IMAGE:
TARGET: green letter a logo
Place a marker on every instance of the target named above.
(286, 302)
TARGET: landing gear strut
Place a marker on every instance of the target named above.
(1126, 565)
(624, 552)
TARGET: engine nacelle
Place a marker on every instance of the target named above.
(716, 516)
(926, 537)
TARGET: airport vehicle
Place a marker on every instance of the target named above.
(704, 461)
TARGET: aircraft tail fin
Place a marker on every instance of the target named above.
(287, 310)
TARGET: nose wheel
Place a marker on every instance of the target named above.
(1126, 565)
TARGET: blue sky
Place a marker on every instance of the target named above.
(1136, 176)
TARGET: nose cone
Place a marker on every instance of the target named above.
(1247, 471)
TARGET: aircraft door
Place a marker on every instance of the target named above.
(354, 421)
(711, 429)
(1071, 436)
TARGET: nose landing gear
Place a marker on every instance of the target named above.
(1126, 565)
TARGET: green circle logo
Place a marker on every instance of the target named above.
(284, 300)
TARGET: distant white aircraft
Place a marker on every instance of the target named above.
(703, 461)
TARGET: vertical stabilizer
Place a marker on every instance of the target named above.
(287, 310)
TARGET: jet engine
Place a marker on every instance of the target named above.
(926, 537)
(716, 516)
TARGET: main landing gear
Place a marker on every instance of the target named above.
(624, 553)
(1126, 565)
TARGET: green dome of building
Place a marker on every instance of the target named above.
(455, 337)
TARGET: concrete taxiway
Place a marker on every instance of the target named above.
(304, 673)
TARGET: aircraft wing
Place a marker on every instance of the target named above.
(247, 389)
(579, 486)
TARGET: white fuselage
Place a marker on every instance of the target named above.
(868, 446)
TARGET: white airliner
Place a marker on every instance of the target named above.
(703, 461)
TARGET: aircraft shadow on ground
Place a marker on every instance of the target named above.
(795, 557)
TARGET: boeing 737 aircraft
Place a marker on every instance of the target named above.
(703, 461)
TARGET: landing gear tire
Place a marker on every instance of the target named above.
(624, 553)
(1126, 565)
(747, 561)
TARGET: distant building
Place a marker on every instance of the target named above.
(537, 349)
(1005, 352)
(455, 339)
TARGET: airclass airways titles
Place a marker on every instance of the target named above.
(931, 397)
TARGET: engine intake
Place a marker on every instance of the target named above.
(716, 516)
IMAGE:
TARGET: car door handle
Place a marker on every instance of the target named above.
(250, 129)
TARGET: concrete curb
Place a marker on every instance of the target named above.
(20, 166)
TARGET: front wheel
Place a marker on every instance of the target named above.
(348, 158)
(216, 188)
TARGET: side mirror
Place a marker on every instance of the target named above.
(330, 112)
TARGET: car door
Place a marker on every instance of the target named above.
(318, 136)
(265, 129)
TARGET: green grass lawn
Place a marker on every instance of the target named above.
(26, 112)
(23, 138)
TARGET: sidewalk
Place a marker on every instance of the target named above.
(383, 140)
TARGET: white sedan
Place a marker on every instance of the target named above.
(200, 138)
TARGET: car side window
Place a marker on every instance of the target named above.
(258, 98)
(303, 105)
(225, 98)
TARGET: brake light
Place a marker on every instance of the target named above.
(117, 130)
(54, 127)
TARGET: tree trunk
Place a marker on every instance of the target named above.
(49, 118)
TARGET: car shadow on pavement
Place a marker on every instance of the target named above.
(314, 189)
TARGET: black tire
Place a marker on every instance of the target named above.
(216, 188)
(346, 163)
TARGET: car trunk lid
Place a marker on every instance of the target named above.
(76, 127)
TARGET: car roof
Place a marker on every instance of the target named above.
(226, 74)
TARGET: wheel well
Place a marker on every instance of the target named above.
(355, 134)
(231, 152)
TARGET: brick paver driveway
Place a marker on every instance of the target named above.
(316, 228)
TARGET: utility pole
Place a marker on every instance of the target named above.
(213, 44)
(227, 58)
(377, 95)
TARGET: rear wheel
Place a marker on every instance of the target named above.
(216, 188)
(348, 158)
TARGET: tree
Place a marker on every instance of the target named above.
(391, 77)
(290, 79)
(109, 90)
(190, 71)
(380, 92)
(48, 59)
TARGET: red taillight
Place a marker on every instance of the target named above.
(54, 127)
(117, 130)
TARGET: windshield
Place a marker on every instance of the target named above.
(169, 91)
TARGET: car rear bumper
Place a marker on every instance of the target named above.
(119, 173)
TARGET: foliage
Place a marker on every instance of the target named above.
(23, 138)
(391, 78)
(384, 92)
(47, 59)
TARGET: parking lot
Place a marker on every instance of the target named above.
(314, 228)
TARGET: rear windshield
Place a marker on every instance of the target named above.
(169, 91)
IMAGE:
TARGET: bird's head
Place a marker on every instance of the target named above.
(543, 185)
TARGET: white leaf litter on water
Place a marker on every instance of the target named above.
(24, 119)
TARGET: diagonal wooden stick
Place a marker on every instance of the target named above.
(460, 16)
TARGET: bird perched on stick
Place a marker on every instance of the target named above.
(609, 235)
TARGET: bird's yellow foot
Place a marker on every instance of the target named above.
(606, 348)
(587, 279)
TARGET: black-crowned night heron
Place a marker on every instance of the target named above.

▬▬▬▬▬▬▬▬▬▬

## REQUEST
Recast all of the lines above as a Markdown table with two columns, Number and Line, giving each row its sequence number and omitting any blank lines.

## ANSWER TO THE PROBLEM
| Number | Line |
|---|---|
| 1 | IMAGE: |
| 2 | TARGET: green letter a logo |
| 3 | Place a marker on every instance of the target named above. |
| 4 | (286, 302) |
| 5 | TARGET: landing gear strut |
| 6 | Place a marker on every instance of the target named above. |
| 7 | (1126, 565) |
| 8 | (624, 552) |
| 9 | TARGET: engine nacelle |
| 10 | Place a marker on every instance of the target named above. |
| 11 | (716, 516) |
| 12 | (926, 537) |
| 13 | TARGET: airport vehicle |
| 14 | Place a marker on every instance of the target named above. |
| 15 | (704, 461) |
| 16 | TARGET: aircraft tail fin |
| 17 | Place a marker on every instance of the target named above. |
| 18 | (287, 310) |
| 19 | TARGET: nose wheel |
| 20 | Place a marker on every instance of the target named above. |
| 21 | (1126, 565) |
| 22 | TARGET: blue sky |
| 23 | Place a marker on every instance of the target named above. |
| 24 | (1136, 176) |
| 25 | TARGET: nose cone |
| 26 | Place a marker on every instance of the target named above. |
| 27 | (1247, 471) |
| 28 | TARGET: aircraft door |
| 29 | Place a marker on every instance of the target named above. |
| 30 | (354, 421) |
| 31 | (711, 429) |
| 32 | (1071, 436) |
| 33 | TARGET: nose landing gear |
| 34 | Place a marker on every instance of the target named above. |
| 35 | (1126, 565) |
| 36 | TARGET: green circle logo |
| 37 | Place a marker on every instance of the target named above. |
| 38 | (284, 300) |
| 39 | TARGET: distant white aircraft |
| 40 | Place a marker on every instance of the target named above. |
| 41 | (703, 461) |
| 42 | TARGET: vertical stabilizer |
| 43 | Place a marker on every instance of the target named above. |
| 44 | (287, 310) |
| 45 | TARGET: jet engine |
| 46 | Place a marker on every instance of the target named above. |
| 47 | (926, 537) |
| 48 | (716, 516) |
| 49 | TARGET: main landing gear |
| 50 | Place a marker on every instance of the target named above. |
| 51 | (624, 553) |
| 52 | (1126, 565) |
| 53 | TARGET: green dome of building |
| 54 | Place a marker on every instance of the target named above. |
| 55 | (455, 337) |
| 56 | TARGET: concrete taxiway |
| 57 | Place a marker on every instance of the target named above. |
| 58 | (304, 673) |
| 59 | TARGET: aircraft wing |
| 60 | Place a marker on every instance of the target named above. |
| 61 | (247, 389) |
| 62 | (579, 486) |
| 63 | TARGET: white fuselage |
| 64 | Place a marker on every instance of the target named above. |
| 65 | (868, 446) |
| 66 | TARGET: white airliner |
| 67 | Place a marker on every instance of the target named above. |
| 68 | (703, 461) |
| 69 | TARGET: aircraft shadow on ground |
| 70 | Place a marker on every instance of the target named above. |
| 71 | (795, 557) |
| 72 | TARGET: boeing 737 aircraft |
| 73 | Place a marker on every instance of the target named above. |
| 74 | (703, 461) |
| 75 | TARGET: landing gear tire |
| 76 | Place a marker on every instance of the target named above. |
| 77 | (624, 553) |
| 78 | (1126, 565) |
| 79 | (747, 561) |
| 80 | TARGET: distant building |
| 81 | Place a marker on every instance of the target named above. |
| 82 | (537, 349) |
| 83 | (1005, 352) |
| 84 | (455, 339) |
| 85 | TARGET: airclass airways titles |
| 86 | Place a marker on every instance of the target named above. |
| 87 | (931, 397) |
| 88 | TARGET: engine intake |
| 89 | Place a marker on every instance of the target named above. |
| 90 | (716, 516) |
| 91 | IMAGE: |
| 92 | TARGET: car door handle |
| 93 | Place a marker on every instance of the target named above. |
| 94 | (250, 129) |
| 95 | TARGET: concrete curb |
| 96 | Place a marker on every instance of the target named above. |
| 97 | (20, 166) |
| 98 | TARGET: front wheel |
| 99 | Place a marker on every instance of the target named above. |
| 100 | (348, 158) |
| 101 | (216, 188) |
| 102 | TARGET: side mirror |
| 103 | Place a marker on every instance of the target named above. |
| 104 | (330, 112) |
| 105 | TARGET: car door |
| 106 | Place a marker on every instance of the target named above. |
| 107 | (318, 136) |
| 108 | (265, 129) |
| 109 | TARGET: green grass lawn |
| 110 | Place a marker on every instance of the target named above. |
| 111 | (26, 112) |
| 112 | (23, 138) |
| 113 | TARGET: sidewalk |
| 114 | Place a marker on every instance of the target named above. |
| 115 | (383, 140) |
| 116 | TARGET: white sedan |
| 117 | Place a marker on every instance of the target named above. |
| 118 | (200, 138) |
| 119 | TARGET: car side window |
| 120 | Place a marker on every instance of the target named above. |
| 121 | (258, 98) |
| 122 | (303, 105) |
| 123 | (225, 98) |
| 124 | TARGET: brake light |
| 125 | Place a marker on every instance of the target named above. |
| 126 | (117, 130) |
| 127 | (54, 127) |
| 128 | TARGET: tree trunk |
| 129 | Place a marker on every instance of the target named above. |
| 130 | (49, 118) |
| 131 | TARGET: car shadow on pavement |
| 132 | Place a marker on every instance of the target named above. |
| 133 | (314, 189) |
| 134 | TARGET: black tire |
| 135 | Place a marker on every instance of the target named above. |
| 136 | (216, 188) |
| 137 | (346, 163) |
| 138 | TARGET: car trunk lid |
| 139 | Place a marker on every instance of the target named above. |
| 140 | (76, 127) |
| 141 | TARGET: car roof |
| 142 | Place a marker on every instance of the target named above. |
| 143 | (226, 74) |
| 144 | TARGET: wheel well |
| 145 | Place a marker on every instance of the target named above. |
| 146 | (355, 134) |
| 147 | (231, 152) |
| 148 | TARGET: brick paver driveway |
| 149 | Place a marker on every instance of the target named above. |
| 150 | (316, 228) |
| 151 | TARGET: utility pole |
| 152 | Place a marker on every instance of the target named above. |
| 153 | (213, 44) |
| 154 | (227, 58) |
| 155 | (377, 95) |
| 156 | TARGET: rear wheel |
| 157 | Place a marker on every instance of the target named above. |
| 158 | (216, 188) |
| 159 | (348, 158) |
| 160 | TARGET: tree |
| 161 | Place a marker on every instance of the target named above. |
| 162 | (391, 77) |
| 163 | (290, 79) |
| 164 | (109, 90) |
| 165 | (190, 71) |
| 166 | (380, 92) |
| 167 | (48, 59) |
| 168 | TARGET: red taillight |
| 169 | Place a marker on every instance of the target named above. |
| 170 | (54, 127) |
| 171 | (117, 130) |
| 172 | TARGET: windshield |
| 173 | Place a marker on every instance of the target named above. |
| 174 | (169, 91) |
| 175 | TARGET: car rear bumper |
| 176 | Place a marker on every instance of the target named above. |
| 177 | (119, 173) |
| 178 | TARGET: foliage |
| 179 | Place a marker on every instance of the target named above. |
| 180 | (23, 138) |
| 181 | (391, 78) |
| 182 | (384, 92) |
| 183 | (47, 59) |
| 184 | TARGET: parking lot |
| 185 | Place a marker on every instance of the target named above. |
| 186 | (314, 228) |
| 187 | TARGET: rear windshield |
| 188 | Place a marker on every instance of the target named above. |
| 189 | (169, 91) |
| 190 | IMAGE: |
| 191 | TARGET: bird's head |
| 192 | Place a marker on every instance of the target named above. |
| 193 | (543, 185) |
| 194 | TARGET: white leaf litter on water |
| 195 | Place a marker on every instance of the target named above. |
| 196 | (24, 119) |
| 197 | TARGET: diagonal wooden stick |
| 198 | Place a marker on every instance of the target named above. |
| 199 | (460, 16) |
| 200 | TARGET: bird perched on stick |
| 201 | Place a marker on every instance of the target named above. |
| 202 | (609, 235) |
| 203 | TARGET: bird's yellow foot |
| 204 | Place a marker on every instance of the target named above. |
| 205 | (606, 348) |
| 206 | (587, 279) |
| 207 | TARGET: black-crowned night heron |
| 208 | Place a marker on every instance of the target named above. |